### What you have to do
Gather every line in the listing below that contains the word "handle", and copy each one out in full.

>> Start Supplied information

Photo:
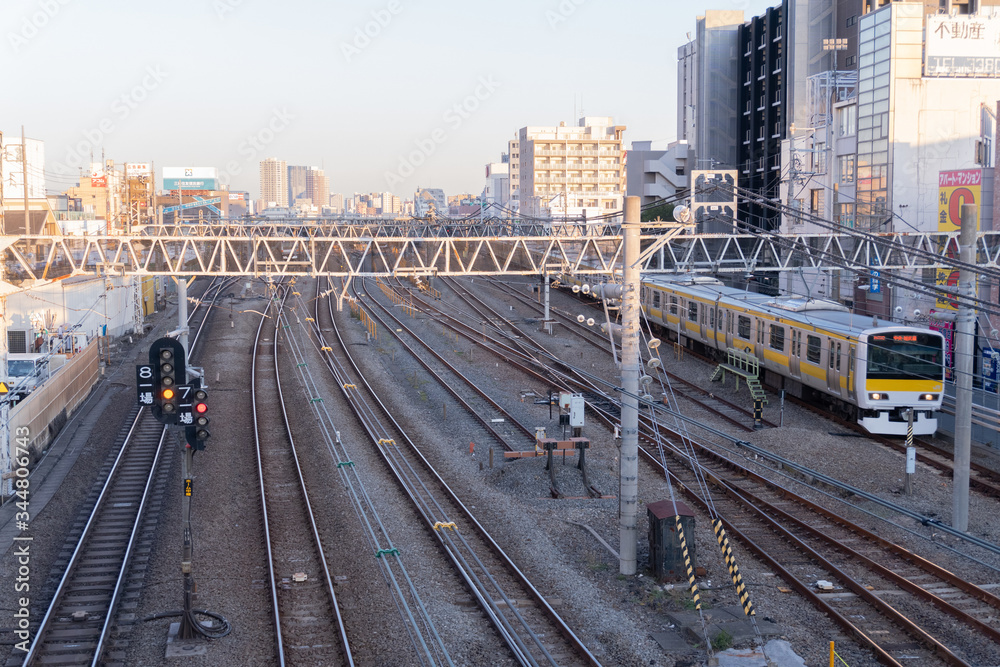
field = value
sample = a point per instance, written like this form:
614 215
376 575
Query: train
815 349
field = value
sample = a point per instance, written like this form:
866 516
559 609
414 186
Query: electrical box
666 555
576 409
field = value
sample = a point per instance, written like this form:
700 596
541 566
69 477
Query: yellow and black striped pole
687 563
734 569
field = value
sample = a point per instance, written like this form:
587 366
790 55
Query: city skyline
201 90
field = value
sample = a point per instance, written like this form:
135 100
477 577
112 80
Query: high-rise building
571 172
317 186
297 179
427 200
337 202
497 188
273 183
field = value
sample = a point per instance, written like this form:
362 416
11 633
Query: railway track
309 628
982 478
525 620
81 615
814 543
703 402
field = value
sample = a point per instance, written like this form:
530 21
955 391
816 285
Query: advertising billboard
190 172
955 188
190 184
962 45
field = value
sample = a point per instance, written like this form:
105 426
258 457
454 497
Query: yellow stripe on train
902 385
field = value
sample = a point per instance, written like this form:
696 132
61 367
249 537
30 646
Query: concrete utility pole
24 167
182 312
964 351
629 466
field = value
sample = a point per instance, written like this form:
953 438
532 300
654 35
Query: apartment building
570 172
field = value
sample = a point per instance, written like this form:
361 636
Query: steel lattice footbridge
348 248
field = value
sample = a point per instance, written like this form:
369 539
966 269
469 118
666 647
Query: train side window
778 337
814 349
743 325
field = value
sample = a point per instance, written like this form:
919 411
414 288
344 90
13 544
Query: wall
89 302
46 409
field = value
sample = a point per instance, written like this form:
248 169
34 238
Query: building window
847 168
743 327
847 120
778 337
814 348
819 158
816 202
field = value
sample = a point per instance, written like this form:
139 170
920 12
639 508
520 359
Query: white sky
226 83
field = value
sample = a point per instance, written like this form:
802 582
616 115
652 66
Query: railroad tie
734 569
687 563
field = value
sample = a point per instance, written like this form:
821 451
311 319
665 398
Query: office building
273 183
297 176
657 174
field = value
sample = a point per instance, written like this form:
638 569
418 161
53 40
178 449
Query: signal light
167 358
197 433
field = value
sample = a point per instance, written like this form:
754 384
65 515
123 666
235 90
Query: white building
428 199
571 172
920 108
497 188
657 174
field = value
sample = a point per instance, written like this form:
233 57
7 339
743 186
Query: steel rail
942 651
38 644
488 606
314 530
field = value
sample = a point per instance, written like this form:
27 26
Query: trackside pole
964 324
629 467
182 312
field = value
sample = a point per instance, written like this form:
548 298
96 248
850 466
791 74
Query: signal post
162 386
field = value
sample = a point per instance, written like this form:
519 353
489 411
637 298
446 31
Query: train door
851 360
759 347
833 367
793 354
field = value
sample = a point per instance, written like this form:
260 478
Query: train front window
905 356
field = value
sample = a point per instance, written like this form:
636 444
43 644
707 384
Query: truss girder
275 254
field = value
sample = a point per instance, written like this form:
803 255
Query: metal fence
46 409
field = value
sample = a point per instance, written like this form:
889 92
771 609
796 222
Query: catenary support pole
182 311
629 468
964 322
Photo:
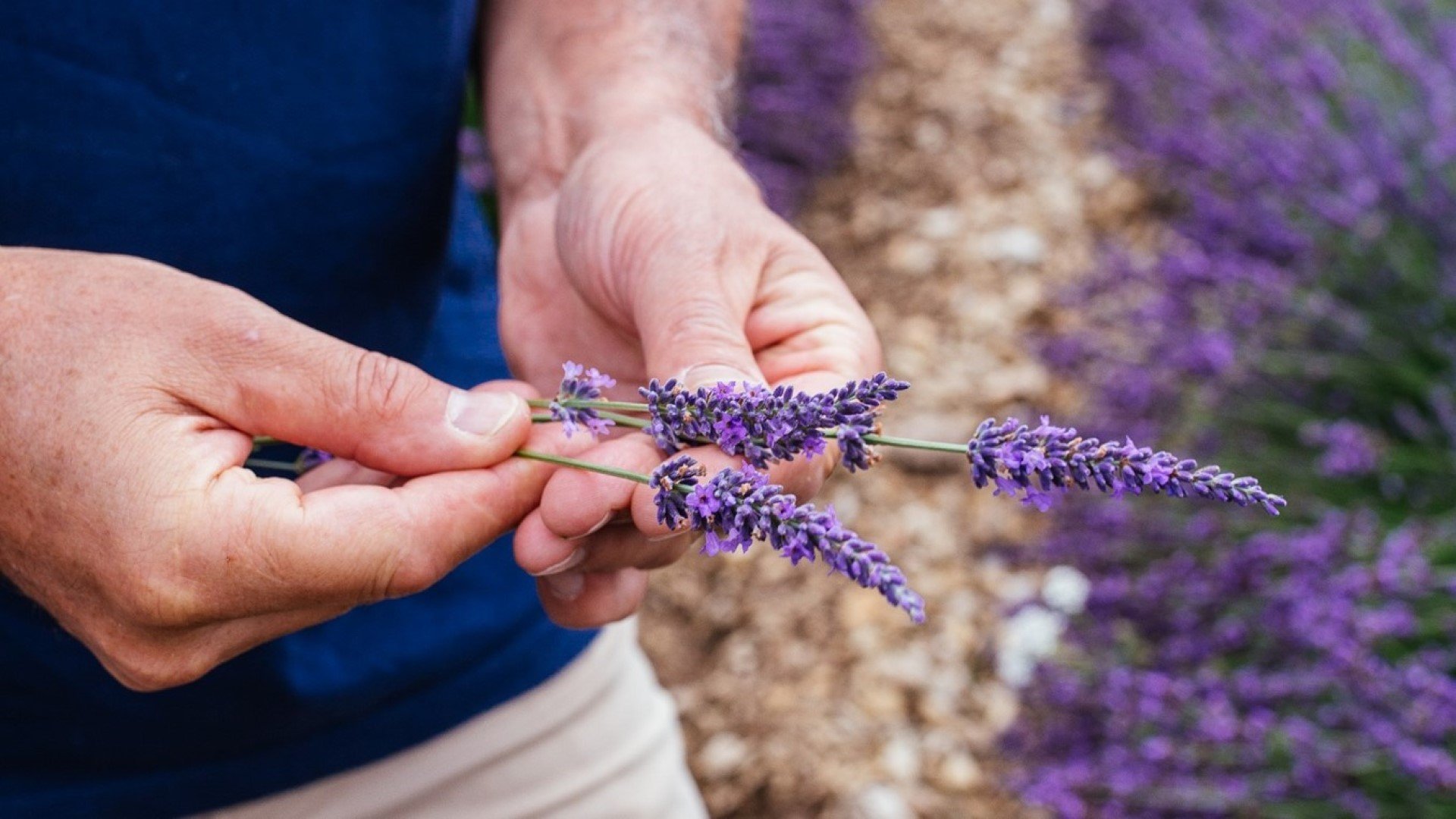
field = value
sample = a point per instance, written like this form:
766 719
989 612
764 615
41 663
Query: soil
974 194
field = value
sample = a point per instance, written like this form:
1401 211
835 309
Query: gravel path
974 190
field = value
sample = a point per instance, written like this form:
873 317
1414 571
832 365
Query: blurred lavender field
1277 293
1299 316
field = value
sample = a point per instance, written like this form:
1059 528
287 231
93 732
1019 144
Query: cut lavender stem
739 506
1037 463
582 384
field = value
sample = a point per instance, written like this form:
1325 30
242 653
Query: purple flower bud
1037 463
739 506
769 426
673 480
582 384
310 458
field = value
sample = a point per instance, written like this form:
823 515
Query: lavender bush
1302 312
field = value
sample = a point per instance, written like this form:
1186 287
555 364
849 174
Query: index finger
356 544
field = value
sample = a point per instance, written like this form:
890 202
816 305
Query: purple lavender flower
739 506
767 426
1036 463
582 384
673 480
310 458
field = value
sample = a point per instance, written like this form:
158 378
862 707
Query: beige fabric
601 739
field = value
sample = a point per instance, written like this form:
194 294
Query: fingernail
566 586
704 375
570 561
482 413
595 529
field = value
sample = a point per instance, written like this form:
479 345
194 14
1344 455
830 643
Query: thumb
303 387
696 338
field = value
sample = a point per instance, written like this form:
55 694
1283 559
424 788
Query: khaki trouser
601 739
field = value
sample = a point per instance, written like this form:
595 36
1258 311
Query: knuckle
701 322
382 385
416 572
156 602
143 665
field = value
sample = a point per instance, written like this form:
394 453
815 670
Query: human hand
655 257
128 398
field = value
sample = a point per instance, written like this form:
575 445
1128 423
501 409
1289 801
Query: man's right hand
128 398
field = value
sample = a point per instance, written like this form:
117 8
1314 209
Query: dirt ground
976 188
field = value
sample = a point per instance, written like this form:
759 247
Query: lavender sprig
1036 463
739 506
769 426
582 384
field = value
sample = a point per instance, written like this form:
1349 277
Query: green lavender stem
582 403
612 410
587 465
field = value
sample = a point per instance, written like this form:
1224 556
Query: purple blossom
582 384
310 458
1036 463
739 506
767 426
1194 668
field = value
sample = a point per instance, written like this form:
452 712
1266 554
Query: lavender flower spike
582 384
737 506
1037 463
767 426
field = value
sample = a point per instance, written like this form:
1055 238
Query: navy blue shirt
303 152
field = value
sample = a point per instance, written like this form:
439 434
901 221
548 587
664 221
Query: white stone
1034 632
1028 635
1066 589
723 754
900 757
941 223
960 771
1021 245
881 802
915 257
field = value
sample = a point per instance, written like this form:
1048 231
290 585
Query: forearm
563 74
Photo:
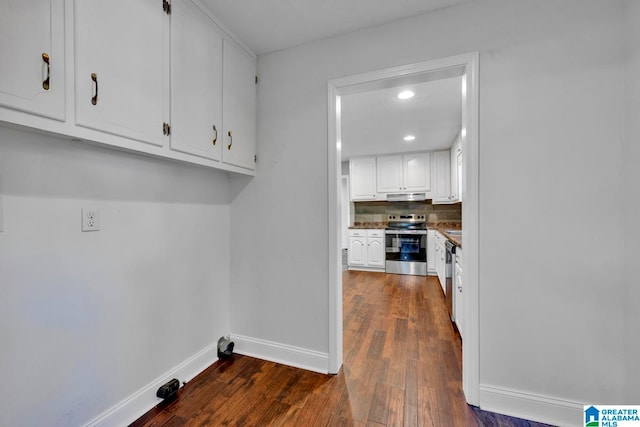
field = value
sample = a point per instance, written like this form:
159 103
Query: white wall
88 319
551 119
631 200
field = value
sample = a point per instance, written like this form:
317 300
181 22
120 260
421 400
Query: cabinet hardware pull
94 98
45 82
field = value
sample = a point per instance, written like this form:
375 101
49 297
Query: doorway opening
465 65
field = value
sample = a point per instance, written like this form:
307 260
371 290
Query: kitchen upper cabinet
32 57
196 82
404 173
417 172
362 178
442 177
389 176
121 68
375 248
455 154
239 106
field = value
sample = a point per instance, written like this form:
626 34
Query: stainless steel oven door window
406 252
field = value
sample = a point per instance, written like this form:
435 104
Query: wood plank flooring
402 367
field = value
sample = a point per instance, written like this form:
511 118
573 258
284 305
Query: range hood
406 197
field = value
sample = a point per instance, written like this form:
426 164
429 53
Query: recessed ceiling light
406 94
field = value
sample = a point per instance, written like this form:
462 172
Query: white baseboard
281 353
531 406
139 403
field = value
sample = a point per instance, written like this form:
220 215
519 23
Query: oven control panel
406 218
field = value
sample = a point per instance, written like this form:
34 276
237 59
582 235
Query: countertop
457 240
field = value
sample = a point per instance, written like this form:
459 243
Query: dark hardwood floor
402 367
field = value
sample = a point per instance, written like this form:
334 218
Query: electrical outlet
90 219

>> End Supplied information
>> Start Supplied information

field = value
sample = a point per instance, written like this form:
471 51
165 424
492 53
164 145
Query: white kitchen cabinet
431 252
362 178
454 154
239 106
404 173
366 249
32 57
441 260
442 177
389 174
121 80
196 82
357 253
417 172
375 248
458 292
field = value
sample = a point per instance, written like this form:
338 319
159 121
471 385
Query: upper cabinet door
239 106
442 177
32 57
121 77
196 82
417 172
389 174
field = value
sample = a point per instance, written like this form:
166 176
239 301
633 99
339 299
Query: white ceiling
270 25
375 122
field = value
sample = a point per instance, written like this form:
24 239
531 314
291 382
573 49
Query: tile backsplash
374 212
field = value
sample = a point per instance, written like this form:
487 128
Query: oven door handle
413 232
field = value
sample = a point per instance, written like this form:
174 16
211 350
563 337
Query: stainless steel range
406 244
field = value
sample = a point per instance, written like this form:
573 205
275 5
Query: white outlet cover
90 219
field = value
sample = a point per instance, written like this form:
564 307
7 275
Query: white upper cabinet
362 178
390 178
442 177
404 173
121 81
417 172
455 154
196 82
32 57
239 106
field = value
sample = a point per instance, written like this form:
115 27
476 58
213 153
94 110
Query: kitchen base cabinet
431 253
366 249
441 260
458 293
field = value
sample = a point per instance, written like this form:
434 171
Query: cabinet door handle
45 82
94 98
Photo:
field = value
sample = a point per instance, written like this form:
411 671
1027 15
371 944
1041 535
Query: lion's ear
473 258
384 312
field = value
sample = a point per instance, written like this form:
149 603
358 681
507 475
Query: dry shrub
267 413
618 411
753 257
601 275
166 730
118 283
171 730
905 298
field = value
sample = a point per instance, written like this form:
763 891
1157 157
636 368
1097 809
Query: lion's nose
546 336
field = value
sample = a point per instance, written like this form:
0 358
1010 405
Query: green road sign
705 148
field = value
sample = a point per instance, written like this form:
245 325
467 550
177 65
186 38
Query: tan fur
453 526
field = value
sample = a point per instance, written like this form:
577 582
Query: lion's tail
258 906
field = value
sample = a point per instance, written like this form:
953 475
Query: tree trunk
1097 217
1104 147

>> End Supplied information
>> Start Supplied information

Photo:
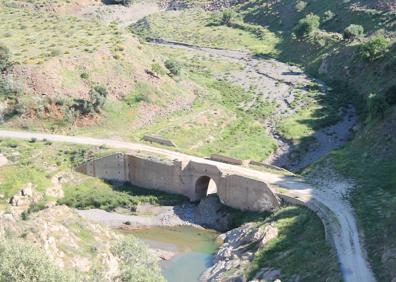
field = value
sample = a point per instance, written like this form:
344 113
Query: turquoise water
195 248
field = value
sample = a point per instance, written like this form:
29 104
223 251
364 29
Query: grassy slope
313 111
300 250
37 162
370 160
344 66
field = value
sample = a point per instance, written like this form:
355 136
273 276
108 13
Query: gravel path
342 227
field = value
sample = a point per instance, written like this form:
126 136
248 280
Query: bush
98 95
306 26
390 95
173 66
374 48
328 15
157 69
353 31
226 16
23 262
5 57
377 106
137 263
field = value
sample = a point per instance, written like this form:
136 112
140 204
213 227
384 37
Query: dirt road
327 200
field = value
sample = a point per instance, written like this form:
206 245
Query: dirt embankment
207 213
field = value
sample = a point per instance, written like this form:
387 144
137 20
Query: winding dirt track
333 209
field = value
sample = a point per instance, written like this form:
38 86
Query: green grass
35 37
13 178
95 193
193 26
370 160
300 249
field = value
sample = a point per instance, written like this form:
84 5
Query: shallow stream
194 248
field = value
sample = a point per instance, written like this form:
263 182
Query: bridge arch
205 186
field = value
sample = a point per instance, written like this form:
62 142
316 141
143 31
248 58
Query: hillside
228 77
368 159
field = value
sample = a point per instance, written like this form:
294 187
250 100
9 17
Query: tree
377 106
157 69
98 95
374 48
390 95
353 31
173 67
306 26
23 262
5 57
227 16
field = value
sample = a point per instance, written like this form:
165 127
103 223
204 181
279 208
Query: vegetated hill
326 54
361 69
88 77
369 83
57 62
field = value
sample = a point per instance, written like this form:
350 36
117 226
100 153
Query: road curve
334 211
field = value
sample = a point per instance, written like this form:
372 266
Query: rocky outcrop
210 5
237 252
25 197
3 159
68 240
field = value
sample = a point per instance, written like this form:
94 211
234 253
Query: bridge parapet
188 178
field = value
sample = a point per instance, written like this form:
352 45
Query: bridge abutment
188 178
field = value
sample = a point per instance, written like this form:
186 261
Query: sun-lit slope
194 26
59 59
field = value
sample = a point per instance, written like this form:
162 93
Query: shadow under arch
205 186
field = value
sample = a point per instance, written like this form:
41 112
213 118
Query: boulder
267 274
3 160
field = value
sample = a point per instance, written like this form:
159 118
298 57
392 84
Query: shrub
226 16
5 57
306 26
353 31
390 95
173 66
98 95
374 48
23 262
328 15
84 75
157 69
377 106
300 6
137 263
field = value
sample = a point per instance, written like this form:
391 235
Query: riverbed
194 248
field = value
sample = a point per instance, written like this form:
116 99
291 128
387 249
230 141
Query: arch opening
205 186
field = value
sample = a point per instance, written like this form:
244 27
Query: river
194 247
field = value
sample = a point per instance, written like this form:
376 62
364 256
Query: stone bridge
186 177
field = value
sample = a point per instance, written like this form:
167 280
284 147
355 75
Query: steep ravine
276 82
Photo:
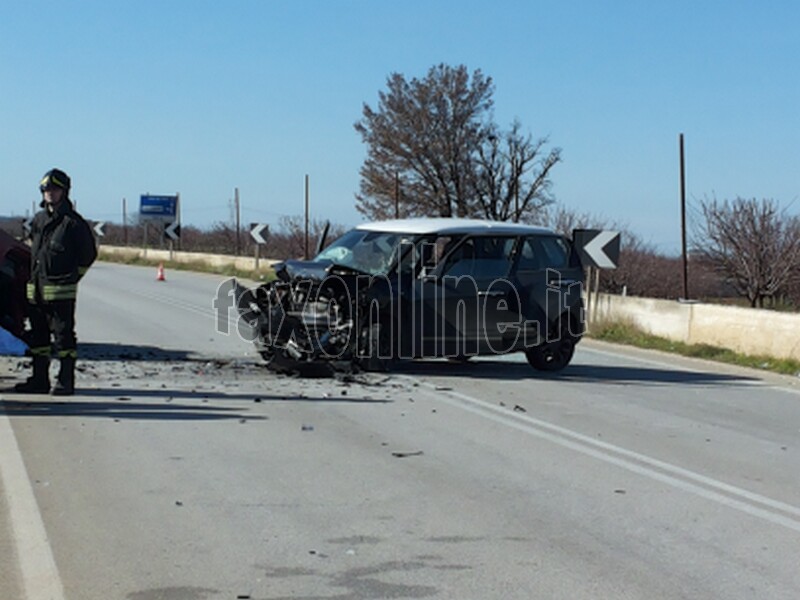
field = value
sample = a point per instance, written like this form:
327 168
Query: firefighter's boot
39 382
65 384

>> End Supplied information

### Exercise response
Query: oven door handle
Query: cabinet door handle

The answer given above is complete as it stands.